_GOAL OF THE EXERCISE_. Go through the data and copy every line in which "green" appears.

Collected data
· · ·

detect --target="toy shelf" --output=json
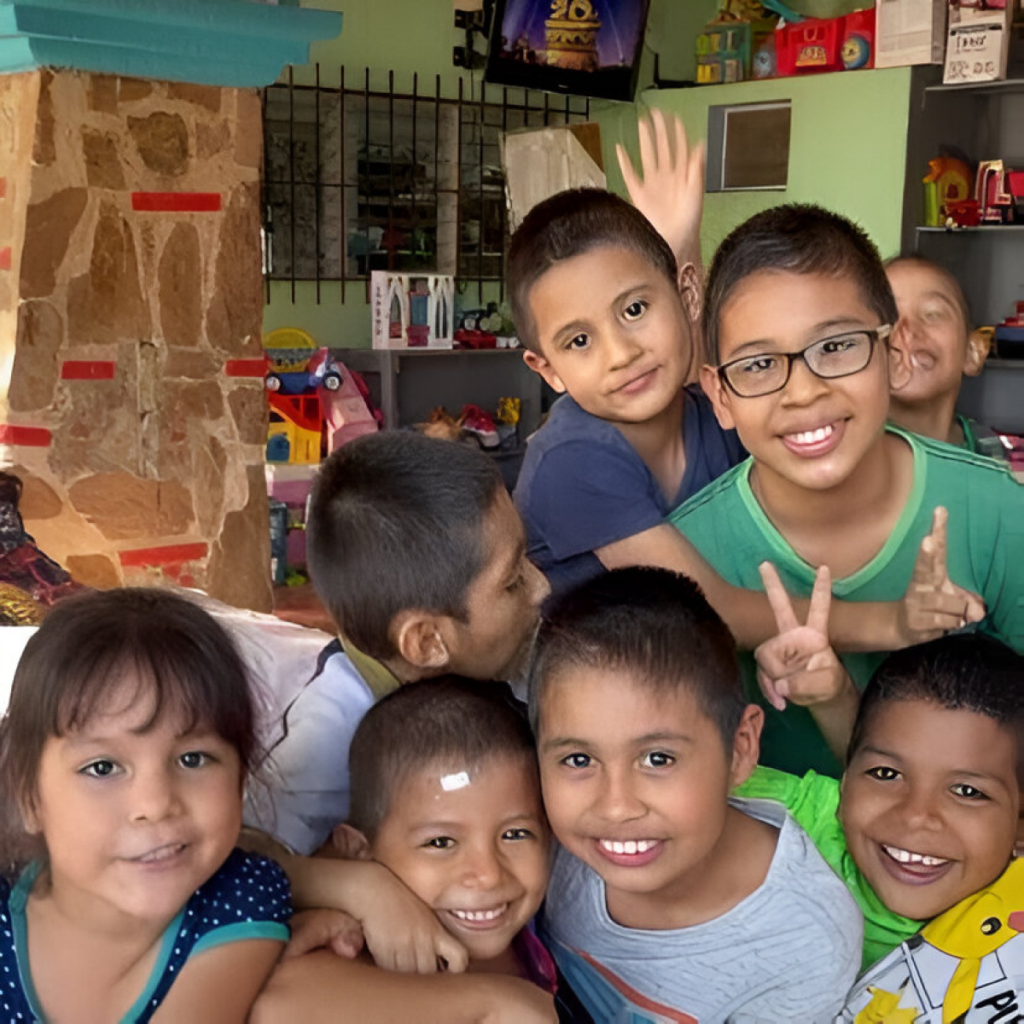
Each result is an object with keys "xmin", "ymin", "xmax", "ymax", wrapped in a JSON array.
[
  {"xmin": 916, "ymin": 225, "xmax": 1024, "ymax": 233},
  {"xmin": 958, "ymin": 359, "xmax": 1024, "ymax": 436},
  {"xmin": 332, "ymin": 346, "xmax": 551, "ymax": 488},
  {"xmin": 374, "ymin": 346, "xmax": 525, "ymax": 356},
  {"xmin": 924, "ymin": 78, "xmax": 1024, "ymax": 95}
]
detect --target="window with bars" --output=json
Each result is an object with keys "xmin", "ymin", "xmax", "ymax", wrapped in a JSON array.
[{"xmin": 262, "ymin": 67, "xmax": 590, "ymax": 301}]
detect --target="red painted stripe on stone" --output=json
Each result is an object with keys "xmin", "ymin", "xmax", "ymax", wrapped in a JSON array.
[
  {"xmin": 61, "ymin": 360, "xmax": 116, "ymax": 380},
  {"xmin": 0, "ymin": 247, "xmax": 11, "ymax": 270},
  {"xmin": 225, "ymin": 358, "xmax": 267, "ymax": 377},
  {"xmin": 118, "ymin": 543, "xmax": 209, "ymax": 568},
  {"xmin": 131, "ymin": 192, "xmax": 222, "ymax": 213},
  {"xmin": 0, "ymin": 424, "xmax": 52, "ymax": 447},
  {"xmin": 0, "ymin": 178, "xmax": 6, "ymax": 198}
]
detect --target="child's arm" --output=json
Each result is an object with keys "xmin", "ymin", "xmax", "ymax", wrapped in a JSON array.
[
  {"xmin": 151, "ymin": 939, "xmax": 284, "ymax": 1024},
  {"xmin": 597, "ymin": 509, "xmax": 983, "ymax": 651},
  {"xmin": 617, "ymin": 109, "xmax": 705, "ymax": 274},
  {"xmin": 755, "ymin": 563, "xmax": 859, "ymax": 762},
  {"xmin": 285, "ymin": 908, "xmax": 364, "ymax": 960},
  {"xmin": 250, "ymin": 950, "xmax": 558, "ymax": 1024},
  {"xmin": 272, "ymin": 846, "xmax": 469, "ymax": 974}
]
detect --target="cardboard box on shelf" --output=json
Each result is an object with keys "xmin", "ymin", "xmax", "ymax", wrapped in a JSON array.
[
  {"xmin": 875, "ymin": 0, "xmax": 946, "ymax": 68},
  {"xmin": 943, "ymin": 0, "xmax": 1014, "ymax": 84}
]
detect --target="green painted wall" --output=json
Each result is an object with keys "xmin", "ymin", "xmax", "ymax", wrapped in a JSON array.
[{"xmin": 595, "ymin": 67, "xmax": 914, "ymax": 267}]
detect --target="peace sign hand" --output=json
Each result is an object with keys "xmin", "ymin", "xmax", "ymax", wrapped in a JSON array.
[
  {"xmin": 898, "ymin": 507, "xmax": 986, "ymax": 646},
  {"xmin": 754, "ymin": 562, "xmax": 854, "ymax": 712}
]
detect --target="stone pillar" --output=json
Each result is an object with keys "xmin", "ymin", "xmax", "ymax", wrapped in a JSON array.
[{"xmin": 0, "ymin": 70, "xmax": 273, "ymax": 610}]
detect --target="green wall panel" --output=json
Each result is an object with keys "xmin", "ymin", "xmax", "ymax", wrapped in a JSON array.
[{"xmin": 595, "ymin": 68, "xmax": 913, "ymax": 266}]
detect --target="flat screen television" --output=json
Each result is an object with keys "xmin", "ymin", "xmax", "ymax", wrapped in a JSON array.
[{"xmin": 485, "ymin": 0, "xmax": 652, "ymax": 103}]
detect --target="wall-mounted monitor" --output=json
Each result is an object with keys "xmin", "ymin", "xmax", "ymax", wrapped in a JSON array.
[{"xmin": 485, "ymin": 0, "xmax": 652, "ymax": 103}]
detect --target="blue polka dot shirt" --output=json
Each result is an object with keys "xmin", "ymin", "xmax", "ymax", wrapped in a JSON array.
[{"xmin": 0, "ymin": 849, "xmax": 290, "ymax": 1022}]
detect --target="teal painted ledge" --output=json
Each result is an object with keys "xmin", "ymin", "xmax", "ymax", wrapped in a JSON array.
[{"xmin": 0, "ymin": 0, "xmax": 341, "ymax": 87}]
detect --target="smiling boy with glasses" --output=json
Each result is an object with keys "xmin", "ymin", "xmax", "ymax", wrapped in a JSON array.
[{"xmin": 671, "ymin": 203, "xmax": 1024, "ymax": 778}]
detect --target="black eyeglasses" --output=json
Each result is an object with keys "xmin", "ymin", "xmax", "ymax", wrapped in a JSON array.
[{"xmin": 717, "ymin": 325, "xmax": 892, "ymax": 398}]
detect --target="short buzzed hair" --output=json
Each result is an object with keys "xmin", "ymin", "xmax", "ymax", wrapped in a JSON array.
[
  {"xmin": 702, "ymin": 204, "xmax": 899, "ymax": 365},
  {"xmin": 529, "ymin": 567, "xmax": 746, "ymax": 750},
  {"xmin": 848, "ymin": 634, "xmax": 1023, "ymax": 765},
  {"xmin": 507, "ymin": 188, "xmax": 678, "ymax": 353},
  {"xmin": 348, "ymin": 677, "xmax": 536, "ymax": 841},
  {"xmin": 306, "ymin": 432, "xmax": 503, "ymax": 660}
]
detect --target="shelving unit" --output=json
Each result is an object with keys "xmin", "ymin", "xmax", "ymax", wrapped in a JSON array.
[
  {"xmin": 332, "ymin": 346, "xmax": 550, "ymax": 488},
  {"xmin": 902, "ymin": 67, "xmax": 1023, "ymax": 431}
]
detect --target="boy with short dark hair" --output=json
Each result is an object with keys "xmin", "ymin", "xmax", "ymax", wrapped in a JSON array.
[
  {"xmin": 672, "ymin": 203, "xmax": 1024, "ymax": 777},
  {"xmin": 739, "ymin": 632, "xmax": 1022, "ymax": 971},
  {"xmin": 245, "ymin": 430, "xmax": 549, "ymax": 857},
  {"xmin": 531, "ymin": 566, "xmax": 862, "ymax": 1023},
  {"xmin": 886, "ymin": 255, "xmax": 1005, "ymax": 458},
  {"xmin": 252, "ymin": 678, "xmax": 570, "ymax": 1024},
  {"xmin": 509, "ymin": 186, "xmax": 745, "ymax": 601}
]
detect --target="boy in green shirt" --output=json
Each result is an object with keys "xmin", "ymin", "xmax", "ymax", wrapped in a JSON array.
[
  {"xmin": 738, "ymin": 633, "xmax": 1022, "ymax": 970},
  {"xmin": 671, "ymin": 203, "xmax": 1024, "ymax": 776},
  {"xmin": 886, "ymin": 255, "xmax": 1007, "ymax": 460}
]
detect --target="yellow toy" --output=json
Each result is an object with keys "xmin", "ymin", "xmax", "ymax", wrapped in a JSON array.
[
  {"xmin": 845, "ymin": 859, "xmax": 1023, "ymax": 1024},
  {"xmin": 921, "ymin": 860, "xmax": 1023, "ymax": 1023}
]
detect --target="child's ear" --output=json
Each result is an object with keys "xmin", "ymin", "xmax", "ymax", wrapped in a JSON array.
[
  {"xmin": 325, "ymin": 823, "xmax": 373, "ymax": 861},
  {"xmin": 19, "ymin": 797, "xmax": 40, "ymax": 836},
  {"xmin": 729, "ymin": 705, "xmax": 764, "ymax": 788},
  {"xmin": 522, "ymin": 348, "xmax": 566, "ymax": 394},
  {"xmin": 963, "ymin": 329, "xmax": 990, "ymax": 378},
  {"xmin": 676, "ymin": 261, "xmax": 703, "ymax": 327},
  {"xmin": 886, "ymin": 334, "xmax": 912, "ymax": 392},
  {"xmin": 699, "ymin": 363, "xmax": 736, "ymax": 431},
  {"xmin": 392, "ymin": 610, "xmax": 450, "ymax": 672}
]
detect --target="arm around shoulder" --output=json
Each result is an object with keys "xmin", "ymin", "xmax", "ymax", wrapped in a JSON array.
[
  {"xmin": 250, "ymin": 951, "xmax": 557, "ymax": 1024},
  {"xmin": 597, "ymin": 524, "xmax": 784, "ymax": 649}
]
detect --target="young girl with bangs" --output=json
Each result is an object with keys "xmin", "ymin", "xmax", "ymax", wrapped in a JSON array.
[{"xmin": 0, "ymin": 588, "xmax": 290, "ymax": 1023}]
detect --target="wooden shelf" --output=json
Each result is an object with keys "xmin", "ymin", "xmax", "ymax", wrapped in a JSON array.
[
  {"xmin": 916, "ymin": 225, "xmax": 1024, "ymax": 234},
  {"xmin": 924, "ymin": 78, "xmax": 1024, "ymax": 94}
]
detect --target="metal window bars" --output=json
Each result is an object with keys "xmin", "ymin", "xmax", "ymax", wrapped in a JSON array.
[{"xmin": 262, "ymin": 66, "xmax": 590, "ymax": 304}]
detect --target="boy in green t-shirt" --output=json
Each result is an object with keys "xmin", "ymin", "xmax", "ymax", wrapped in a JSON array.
[
  {"xmin": 738, "ymin": 633, "xmax": 1022, "ymax": 970},
  {"xmin": 886, "ymin": 255, "xmax": 1006, "ymax": 460},
  {"xmin": 671, "ymin": 203, "xmax": 1024, "ymax": 776}
]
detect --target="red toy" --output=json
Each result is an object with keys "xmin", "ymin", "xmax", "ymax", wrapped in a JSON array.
[
  {"xmin": 945, "ymin": 198, "xmax": 983, "ymax": 227},
  {"xmin": 976, "ymin": 160, "xmax": 1016, "ymax": 224},
  {"xmin": 454, "ymin": 329, "xmax": 498, "ymax": 350},
  {"xmin": 776, "ymin": 16, "xmax": 843, "ymax": 74}
]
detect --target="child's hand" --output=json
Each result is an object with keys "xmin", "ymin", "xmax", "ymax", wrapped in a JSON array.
[
  {"xmin": 617, "ymin": 109, "xmax": 705, "ymax": 270},
  {"xmin": 355, "ymin": 862, "xmax": 469, "ymax": 975},
  {"xmin": 899, "ymin": 507, "xmax": 986, "ymax": 645},
  {"xmin": 755, "ymin": 562, "xmax": 853, "ymax": 711},
  {"xmin": 285, "ymin": 908, "xmax": 364, "ymax": 960}
]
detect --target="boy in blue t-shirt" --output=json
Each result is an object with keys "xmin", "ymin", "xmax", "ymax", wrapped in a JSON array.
[{"xmin": 510, "ymin": 185, "xmax": 745, "ymax": 599}]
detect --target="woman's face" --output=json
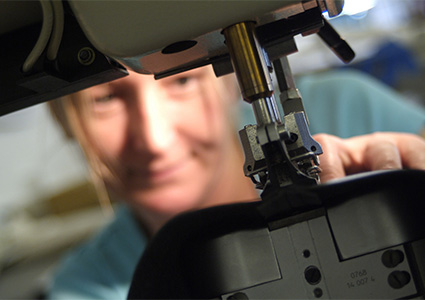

· · ·

_RESULT FOR THIS TASK_.
detect --target="green painted wall" --output=json
detect --target="green wall panel" --output=json
detect --target="boy in green shirt" --output=json
detect --target="boy in green t-shirt" --output=json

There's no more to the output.